**抜粋**

*****

リユースショップやフリマアプリなどで古着を手軽に買うことができるようになった。店頭やネットに出回る良品の数も格段に増えているという。偶然の出合いが面白いのだが、より良い服を手に入れるためのコツは知りたい――。古着ライフを楽しむ連載の最終回では、服飾評論家の石津祥介さんと、古着店回りのベテランで外資系金融機関に勤める安藤健治さんに、失敗しない古着選びの勘所を聞く。
アウトドアウエアの古着 作りのよさが魅力
――こうして見てくると、古着の中でもアウトドアウエアだったら良質なものが数多く見つけられそうな気がしてきました。
安藤「そう。僕もそれが楽しみなんです。古着ではめずらしい一点物が見つかるだけでなく、昔のものは作りがいい、ということも発見できます。特にアウトドア関連はいいですよ」
石津「たとえばアウターでいけば、モンクレール。今でもはやりのブランドですけど、もっと昔のモンクレールはスキーをするためのウエア。それはもう、防寒対策が万全です」
安藤「今人気があるノースフェイス、パタゴニア、L.L.ビーン、バブアーだって、1960年代、70年代のものは、バイク用や狩り用など用途別にアウトドアのしっかりした作りです。そこからどんどん素材が進化して、軽くなり、今風になっているけど、それとは異なる良さがあります」

*****

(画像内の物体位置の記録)
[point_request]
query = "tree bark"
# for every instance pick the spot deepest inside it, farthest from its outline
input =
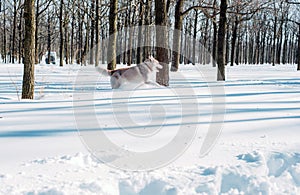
(29, 50)
(162, 77)
(177, 36)
(233, 42)
(97, 29)
(112, 43)
(139, 56)
(195, 38)
(298, 52)
(215, 35)
(61, 34)
(14, 32)
(222, 41)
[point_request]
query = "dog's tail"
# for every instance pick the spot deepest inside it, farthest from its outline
(103, 71)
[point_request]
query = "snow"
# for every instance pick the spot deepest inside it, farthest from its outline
(257, 152)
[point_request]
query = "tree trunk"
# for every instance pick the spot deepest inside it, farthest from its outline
(195, 38)
(112, 43)
(215, 34)
(92, 59)
(97, 52)
(162, 77)
(49, 38)
(61, 34)
(37, 31)
(13, 52)
(274, 39)
(140, 35)
(222, 41)
(147, 48)
(29, 50)
(4, 32)
(177, 36)
(298, 53)
(233, 41)
(20, 37)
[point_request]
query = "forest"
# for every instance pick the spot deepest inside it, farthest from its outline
(207, 31)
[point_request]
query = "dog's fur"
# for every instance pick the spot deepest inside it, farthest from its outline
(137, 75)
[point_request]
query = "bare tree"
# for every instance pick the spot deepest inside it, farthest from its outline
(222, 41)
(29, 50)
(162, 76)
(112, 43)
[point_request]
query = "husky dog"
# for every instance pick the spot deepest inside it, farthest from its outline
(136, 75)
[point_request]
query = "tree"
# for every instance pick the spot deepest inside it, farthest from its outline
(61, 33)
(162, 77)
(222, 41)
(112, 42)
(29, 50)
(177, 35)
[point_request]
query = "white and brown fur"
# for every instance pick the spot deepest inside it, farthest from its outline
(136, 75)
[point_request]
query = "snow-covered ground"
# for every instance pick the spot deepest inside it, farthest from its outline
(257, 152)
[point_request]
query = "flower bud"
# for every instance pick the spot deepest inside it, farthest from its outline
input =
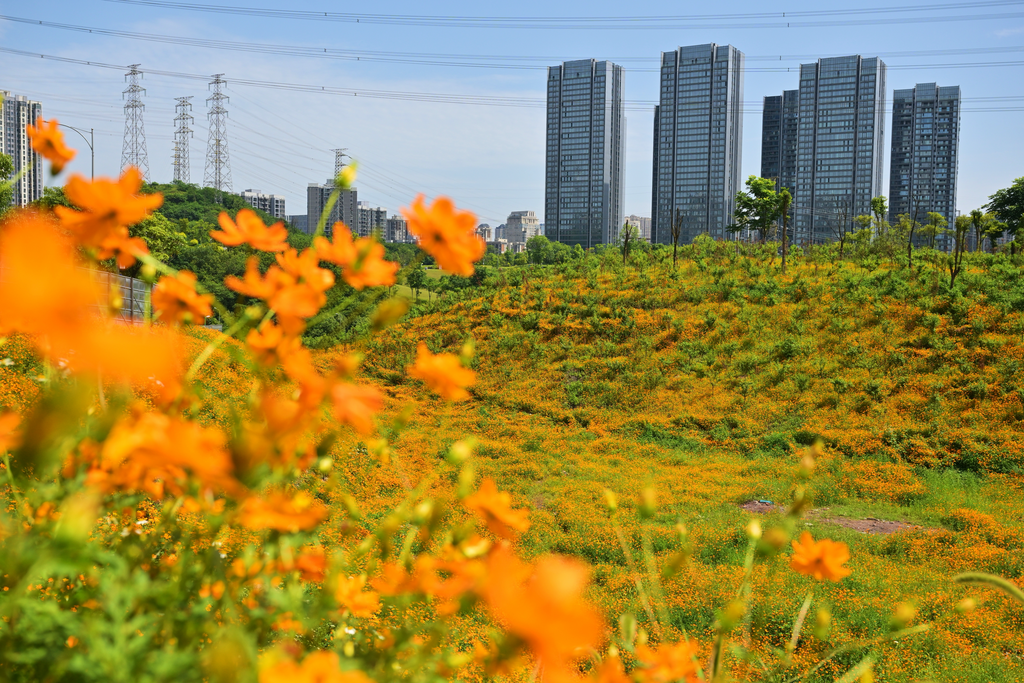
(822, 623)
(902, 616)
(729, 617)
(967, 605)
(675, 563)
(462, 451)
(468, 350)
(627, 629)
(648, 503)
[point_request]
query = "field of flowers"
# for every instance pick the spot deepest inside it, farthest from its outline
(537, 478)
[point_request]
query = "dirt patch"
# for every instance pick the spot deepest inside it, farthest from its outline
(864, 525)
(869, 524)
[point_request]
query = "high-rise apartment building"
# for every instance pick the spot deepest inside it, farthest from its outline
(299, 221)
(521, 225)
(397, 229)
(271, 204)
(698, 129)
(15, 113)
(778, 138)
(345, 209)
(586, 148)
(372, 219)
(925, 152)
(840, 135)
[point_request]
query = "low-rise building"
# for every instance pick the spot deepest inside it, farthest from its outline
(271, 204)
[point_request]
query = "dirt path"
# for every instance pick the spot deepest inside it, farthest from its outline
(864, 525)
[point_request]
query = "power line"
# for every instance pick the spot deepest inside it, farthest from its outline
(401, 95)
(471, 60)
(773, 19)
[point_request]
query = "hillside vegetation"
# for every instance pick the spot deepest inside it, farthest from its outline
(706, 382)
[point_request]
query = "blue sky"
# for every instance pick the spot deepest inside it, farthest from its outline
(489, 159)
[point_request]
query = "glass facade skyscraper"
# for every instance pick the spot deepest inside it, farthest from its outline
(778, 138)
(586, 148)
(15, 113)
(925, 152)
(698, 128)
(840, 137)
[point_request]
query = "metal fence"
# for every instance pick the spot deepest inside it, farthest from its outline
(130, 291)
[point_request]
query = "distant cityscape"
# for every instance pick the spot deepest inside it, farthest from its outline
(823, 140)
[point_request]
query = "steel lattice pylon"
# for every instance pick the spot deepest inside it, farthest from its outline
(181, 135)
(218, 166)
(133, 152)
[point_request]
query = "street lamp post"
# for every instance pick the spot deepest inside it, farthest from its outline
(90, 141)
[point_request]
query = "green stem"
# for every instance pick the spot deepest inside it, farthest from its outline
(1007, 587)
(858, 644)
(635, 570)
(215, 344)
(799, 625)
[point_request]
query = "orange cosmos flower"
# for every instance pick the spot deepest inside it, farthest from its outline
(352, 598)
(361, 260)
(821, 559)
(317, 668)
(280, 511)
(249, 228)
(448, 235)
(9, 436)
(176, 300)
(544, 606)
(355, 404)
(44, 291)
(108, 208)
(669, 664)
(495, 508)
(156, 454)
(443, 373)
(48, 141)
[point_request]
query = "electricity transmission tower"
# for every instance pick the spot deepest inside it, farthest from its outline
(218, 166)
(133, 151)
(181, 134)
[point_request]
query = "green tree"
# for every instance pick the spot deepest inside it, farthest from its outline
(1008, 205)
(6, 190)
(935, 226)
(540, 250)
(417, 280)
(962, 227)
(759, 208)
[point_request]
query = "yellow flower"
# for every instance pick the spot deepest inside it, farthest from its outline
(821, 559)
(443, 373)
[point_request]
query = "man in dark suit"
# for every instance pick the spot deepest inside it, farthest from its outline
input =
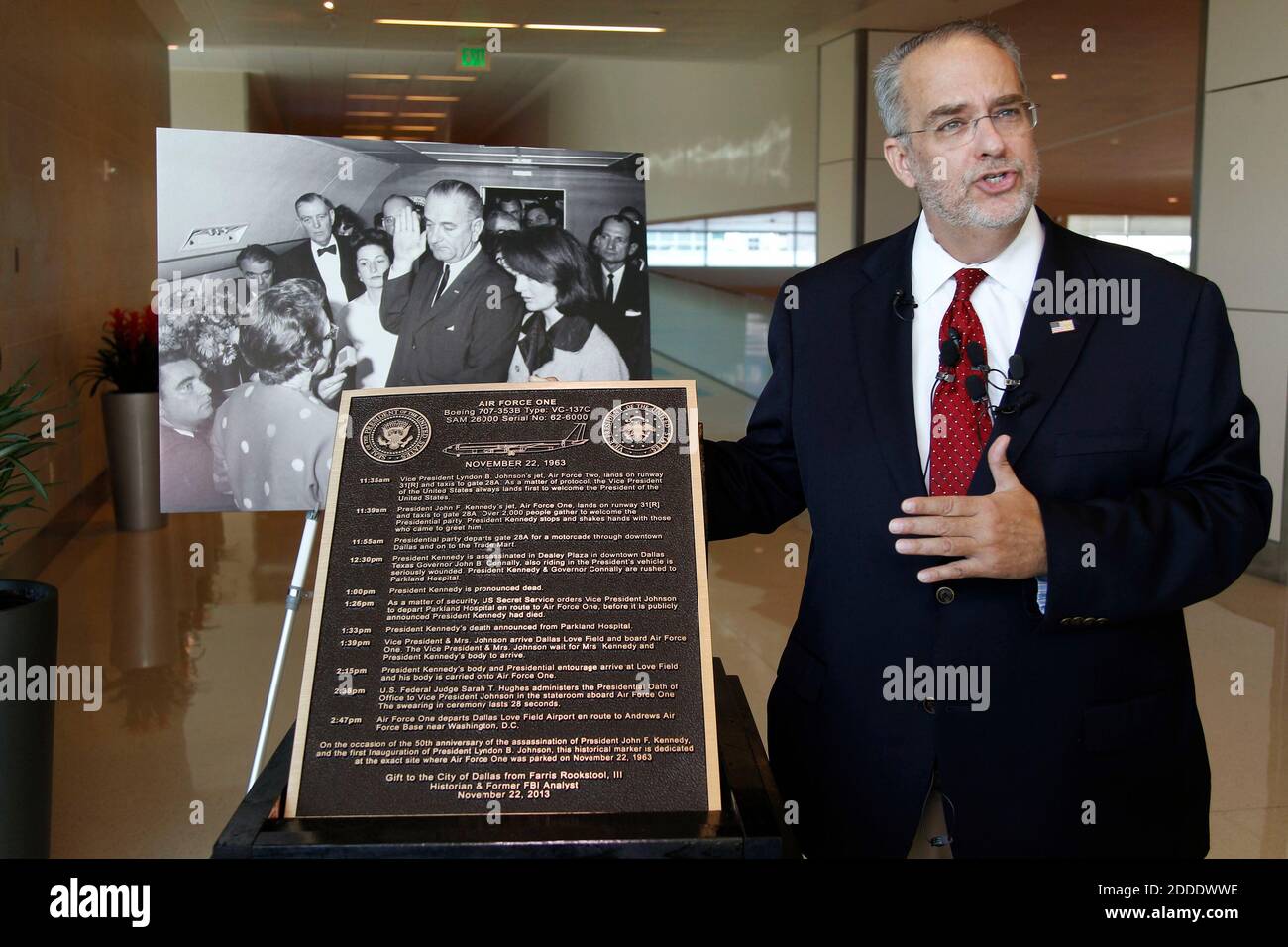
(184, 410)
(459, 320)
(1010, 647)
(325, 257)
(625, 289)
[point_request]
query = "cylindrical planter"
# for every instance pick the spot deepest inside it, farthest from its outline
(29, 637)
(133, 449)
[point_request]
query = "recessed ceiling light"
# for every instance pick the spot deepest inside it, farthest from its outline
(596, 29)
(442, 22)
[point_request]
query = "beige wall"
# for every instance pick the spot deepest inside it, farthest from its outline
(82, 82)
(209, 99)
(1240, 223)
(858, 197)
(720, 137)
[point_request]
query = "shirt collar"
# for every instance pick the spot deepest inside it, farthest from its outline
(1016, 268)
(178, 431)
(463, 263)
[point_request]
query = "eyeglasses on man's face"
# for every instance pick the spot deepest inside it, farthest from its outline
(1018, 118)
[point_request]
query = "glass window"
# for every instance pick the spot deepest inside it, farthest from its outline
(1162, 235)
(784, 239)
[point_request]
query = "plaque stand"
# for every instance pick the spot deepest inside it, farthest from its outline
(748, 826)
(292, 603)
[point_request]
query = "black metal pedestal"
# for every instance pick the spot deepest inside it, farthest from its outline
(748, 826)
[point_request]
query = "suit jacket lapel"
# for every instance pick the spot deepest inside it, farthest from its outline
(1048, 356)
(460, 283)
(884, 342)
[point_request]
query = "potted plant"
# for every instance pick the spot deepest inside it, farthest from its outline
(29, 637)
(128, 360)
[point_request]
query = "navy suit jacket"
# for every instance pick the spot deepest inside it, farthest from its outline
(1141, 449)
(468, 337)
(629, 333)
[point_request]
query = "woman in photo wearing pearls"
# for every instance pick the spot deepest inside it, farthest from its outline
(559, 339)
(271, 437)
(360, 325)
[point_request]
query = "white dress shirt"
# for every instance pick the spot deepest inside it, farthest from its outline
(1000, 300)
(617, 278)
(329, 266)
(454, 269)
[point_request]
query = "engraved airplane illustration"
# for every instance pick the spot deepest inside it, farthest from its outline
(465, 449)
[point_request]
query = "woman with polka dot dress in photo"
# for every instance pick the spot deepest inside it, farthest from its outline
(271, 437)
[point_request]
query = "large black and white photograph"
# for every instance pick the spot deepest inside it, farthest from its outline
(291, 268)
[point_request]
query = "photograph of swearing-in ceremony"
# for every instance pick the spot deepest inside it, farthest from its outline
(841, 433)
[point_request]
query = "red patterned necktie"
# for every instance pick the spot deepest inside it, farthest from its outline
(958, 427)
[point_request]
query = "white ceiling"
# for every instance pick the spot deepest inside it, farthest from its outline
(1116, 136)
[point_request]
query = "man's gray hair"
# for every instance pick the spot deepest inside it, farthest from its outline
(889, 86)
(459, 188)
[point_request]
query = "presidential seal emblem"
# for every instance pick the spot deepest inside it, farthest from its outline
(394, 434)
(638, 429)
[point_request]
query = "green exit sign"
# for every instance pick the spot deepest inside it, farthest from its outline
(473, 58)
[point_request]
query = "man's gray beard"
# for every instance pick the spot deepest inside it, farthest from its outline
(966, 213)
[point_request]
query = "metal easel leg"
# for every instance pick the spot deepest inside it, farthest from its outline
(292, 603)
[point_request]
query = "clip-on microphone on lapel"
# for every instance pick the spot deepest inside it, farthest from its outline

*****

**問題**
• a. 記録のうち、文字列「jacket」を含む行をすべて書き出す。大文字と小文字は区別する。
• b. 古着選びをめぐる対談記事を、最後の文の後から引き継いで書く。
上の文章と記録は互いに関係がない。

**解答**
• a.
query = "suit jacket lapel"
query = "navy suit jacket"

• b.
――アウトドアブームの今なら武骨なものも着たくなります。薄く機能的に進化したウエアは便利な半面、街着として着るには物足りなさも感じます。
石津「いい例がラガーシャツだよね。ラグビージャージーは本来ものすごく厚地で、引っ張られても破けないように胸元が切り替わっていない。今のつるつるした作りとは違う味わいがあって、カジュアルスタイルに合わせたいよね」
――このビンテージのノルディックセーターはどういうものですか。
石津「昔はこういうセーターは、テニスならチルデンセーターというように、スポーツ用途に合わせて選んだものなの。この赤いのは僕がスキーをするために買ったセーターで50年前のもの。ノーレンダーというノルウェー製で、ニットはやっぱり北欧のノルディックニットが本物だよね。おばあちゃんたちが編んだようなぬくもりがあって、おそらく手編みだから、こういう留め具なんでしょう。こちらのネイビーに赤と白がまじっているセーターはL.L.ビーンの20~30年前のもので、タグを見るとメード・イン・ノルウェーと書いてあるでしょう」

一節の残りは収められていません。